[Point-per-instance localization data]
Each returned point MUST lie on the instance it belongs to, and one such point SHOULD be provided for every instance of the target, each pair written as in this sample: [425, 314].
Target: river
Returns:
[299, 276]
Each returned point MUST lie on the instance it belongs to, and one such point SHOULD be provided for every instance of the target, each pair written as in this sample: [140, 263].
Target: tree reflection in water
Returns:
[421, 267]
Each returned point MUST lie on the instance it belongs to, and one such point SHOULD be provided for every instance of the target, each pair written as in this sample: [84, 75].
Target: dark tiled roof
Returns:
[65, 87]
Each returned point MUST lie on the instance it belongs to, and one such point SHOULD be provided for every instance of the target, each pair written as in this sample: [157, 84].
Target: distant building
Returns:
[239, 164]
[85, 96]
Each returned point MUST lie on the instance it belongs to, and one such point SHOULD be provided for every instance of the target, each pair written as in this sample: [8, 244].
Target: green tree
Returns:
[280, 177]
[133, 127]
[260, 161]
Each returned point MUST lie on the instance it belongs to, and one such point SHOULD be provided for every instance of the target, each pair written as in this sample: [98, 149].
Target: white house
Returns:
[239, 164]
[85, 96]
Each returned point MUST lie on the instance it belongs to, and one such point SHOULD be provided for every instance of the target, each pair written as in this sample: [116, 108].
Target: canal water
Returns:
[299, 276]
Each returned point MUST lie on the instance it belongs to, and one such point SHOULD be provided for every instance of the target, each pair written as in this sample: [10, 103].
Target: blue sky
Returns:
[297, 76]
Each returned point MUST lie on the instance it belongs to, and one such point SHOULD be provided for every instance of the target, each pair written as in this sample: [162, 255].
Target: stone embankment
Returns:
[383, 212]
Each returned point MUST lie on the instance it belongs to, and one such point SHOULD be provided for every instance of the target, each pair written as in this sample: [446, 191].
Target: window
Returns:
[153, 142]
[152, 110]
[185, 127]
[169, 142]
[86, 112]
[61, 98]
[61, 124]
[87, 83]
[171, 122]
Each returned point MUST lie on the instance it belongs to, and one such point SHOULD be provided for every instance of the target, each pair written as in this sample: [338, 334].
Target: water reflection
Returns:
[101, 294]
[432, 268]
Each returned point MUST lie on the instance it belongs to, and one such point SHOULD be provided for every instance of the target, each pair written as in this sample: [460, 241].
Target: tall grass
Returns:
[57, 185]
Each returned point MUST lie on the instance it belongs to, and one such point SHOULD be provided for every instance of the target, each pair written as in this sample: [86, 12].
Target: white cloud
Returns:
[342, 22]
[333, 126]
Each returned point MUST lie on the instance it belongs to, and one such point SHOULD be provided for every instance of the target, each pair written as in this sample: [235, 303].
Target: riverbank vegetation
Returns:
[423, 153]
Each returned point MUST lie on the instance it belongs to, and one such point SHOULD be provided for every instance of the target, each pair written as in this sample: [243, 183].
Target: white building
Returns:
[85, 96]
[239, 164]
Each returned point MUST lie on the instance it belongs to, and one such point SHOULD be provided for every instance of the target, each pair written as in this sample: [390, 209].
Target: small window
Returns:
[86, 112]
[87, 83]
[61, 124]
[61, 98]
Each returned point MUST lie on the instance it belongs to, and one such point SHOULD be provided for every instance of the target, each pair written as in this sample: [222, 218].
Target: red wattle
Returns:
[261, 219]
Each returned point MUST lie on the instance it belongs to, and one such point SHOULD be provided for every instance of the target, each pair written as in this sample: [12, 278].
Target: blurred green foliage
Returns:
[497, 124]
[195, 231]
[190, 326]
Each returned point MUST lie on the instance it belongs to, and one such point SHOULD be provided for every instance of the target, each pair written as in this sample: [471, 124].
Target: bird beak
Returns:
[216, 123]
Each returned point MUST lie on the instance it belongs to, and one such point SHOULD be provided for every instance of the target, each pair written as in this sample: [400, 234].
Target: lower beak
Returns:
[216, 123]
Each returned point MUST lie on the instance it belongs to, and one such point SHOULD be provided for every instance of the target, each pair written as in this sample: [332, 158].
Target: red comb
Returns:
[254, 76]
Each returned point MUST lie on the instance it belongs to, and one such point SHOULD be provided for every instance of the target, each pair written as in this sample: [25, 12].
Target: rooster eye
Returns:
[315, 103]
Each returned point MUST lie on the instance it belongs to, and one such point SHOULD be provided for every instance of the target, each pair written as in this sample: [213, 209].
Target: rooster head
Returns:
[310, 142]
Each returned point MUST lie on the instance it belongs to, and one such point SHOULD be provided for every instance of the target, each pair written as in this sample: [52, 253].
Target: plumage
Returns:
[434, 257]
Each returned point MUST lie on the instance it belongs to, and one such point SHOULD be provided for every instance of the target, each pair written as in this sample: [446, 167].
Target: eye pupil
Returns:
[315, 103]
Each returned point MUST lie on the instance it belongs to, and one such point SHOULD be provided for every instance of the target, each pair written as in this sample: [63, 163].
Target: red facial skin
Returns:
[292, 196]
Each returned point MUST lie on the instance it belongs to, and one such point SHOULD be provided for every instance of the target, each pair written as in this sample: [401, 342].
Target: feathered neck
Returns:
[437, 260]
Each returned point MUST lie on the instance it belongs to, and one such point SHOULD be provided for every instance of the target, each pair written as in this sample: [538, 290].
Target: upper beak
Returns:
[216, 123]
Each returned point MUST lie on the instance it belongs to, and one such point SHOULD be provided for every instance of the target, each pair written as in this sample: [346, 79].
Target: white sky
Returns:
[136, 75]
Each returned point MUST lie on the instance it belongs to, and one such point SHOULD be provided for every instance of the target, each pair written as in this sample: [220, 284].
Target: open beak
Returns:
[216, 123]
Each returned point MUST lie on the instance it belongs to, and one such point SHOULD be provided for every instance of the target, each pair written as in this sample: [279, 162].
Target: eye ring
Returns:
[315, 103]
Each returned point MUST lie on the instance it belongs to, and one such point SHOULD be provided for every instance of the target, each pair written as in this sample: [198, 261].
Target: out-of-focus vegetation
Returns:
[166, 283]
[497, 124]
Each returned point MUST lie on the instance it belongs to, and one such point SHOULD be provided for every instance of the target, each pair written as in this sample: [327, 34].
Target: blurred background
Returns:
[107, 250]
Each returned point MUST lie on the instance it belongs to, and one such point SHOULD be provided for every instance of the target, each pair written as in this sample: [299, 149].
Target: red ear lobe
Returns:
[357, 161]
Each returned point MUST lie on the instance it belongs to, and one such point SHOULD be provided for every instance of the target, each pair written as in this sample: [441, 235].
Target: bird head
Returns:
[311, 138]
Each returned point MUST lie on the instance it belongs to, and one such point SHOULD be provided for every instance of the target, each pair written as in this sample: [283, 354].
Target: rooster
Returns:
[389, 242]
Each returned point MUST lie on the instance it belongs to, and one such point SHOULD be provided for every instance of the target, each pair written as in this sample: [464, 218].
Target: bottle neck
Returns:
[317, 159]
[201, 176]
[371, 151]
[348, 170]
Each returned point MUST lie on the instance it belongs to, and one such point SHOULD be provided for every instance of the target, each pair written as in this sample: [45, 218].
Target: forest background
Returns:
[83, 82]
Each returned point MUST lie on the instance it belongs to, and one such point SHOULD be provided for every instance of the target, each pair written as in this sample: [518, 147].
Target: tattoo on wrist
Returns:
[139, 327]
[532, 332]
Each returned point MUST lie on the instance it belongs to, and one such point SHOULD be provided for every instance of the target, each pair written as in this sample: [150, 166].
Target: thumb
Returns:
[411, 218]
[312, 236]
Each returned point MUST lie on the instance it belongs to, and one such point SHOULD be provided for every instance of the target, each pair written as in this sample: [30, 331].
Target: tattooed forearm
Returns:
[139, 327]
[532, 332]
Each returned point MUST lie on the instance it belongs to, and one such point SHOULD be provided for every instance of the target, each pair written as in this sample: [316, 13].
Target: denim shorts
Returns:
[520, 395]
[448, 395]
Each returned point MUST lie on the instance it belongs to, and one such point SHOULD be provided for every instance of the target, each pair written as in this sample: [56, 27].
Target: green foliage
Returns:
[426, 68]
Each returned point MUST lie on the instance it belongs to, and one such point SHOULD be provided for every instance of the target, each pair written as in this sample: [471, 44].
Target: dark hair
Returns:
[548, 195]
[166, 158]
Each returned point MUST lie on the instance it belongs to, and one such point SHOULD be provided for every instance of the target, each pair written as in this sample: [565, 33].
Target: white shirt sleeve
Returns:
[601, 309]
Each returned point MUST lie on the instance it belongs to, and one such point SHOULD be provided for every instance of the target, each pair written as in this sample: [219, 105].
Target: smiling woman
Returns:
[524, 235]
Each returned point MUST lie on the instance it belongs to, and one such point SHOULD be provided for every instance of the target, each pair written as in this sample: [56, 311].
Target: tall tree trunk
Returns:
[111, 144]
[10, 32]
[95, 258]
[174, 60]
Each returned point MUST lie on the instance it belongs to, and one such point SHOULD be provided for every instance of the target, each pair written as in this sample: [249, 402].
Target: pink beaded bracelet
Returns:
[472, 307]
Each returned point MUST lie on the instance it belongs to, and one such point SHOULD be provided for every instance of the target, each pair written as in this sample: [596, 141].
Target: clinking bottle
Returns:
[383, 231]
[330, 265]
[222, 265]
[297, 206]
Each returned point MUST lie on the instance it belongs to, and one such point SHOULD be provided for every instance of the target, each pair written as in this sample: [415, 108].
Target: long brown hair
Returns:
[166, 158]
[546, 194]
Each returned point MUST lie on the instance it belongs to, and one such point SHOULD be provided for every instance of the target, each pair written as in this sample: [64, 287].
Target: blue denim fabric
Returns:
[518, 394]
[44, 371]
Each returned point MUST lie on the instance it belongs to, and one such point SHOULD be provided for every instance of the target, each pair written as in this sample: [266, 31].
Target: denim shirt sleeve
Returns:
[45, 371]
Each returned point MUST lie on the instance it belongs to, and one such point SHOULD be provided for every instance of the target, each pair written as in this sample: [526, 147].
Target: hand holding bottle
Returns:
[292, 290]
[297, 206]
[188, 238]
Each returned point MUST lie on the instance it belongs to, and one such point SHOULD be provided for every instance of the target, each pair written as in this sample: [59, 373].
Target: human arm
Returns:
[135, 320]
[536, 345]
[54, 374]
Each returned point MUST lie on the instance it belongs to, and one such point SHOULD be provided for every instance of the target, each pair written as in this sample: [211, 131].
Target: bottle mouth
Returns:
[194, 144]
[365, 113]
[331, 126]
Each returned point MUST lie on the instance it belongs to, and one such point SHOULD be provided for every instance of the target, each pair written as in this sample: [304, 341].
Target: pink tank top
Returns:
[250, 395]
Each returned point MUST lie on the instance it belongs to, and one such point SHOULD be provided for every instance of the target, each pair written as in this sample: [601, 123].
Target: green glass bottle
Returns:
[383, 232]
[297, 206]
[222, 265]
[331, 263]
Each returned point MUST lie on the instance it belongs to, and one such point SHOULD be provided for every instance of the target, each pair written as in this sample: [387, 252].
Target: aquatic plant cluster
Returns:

§ **Task**:
Return precisely the lines of the records, starting with the line that holds "sample: [387, 252]." and ending with the last one.

§ **Reply**:
Each returned point MUST lie on the instance it belongs to, and one such point SHOULD be provided for every instance of the target, each pair written as in this sample: [387, 252].
Target: aquatic plant cluster
Returns:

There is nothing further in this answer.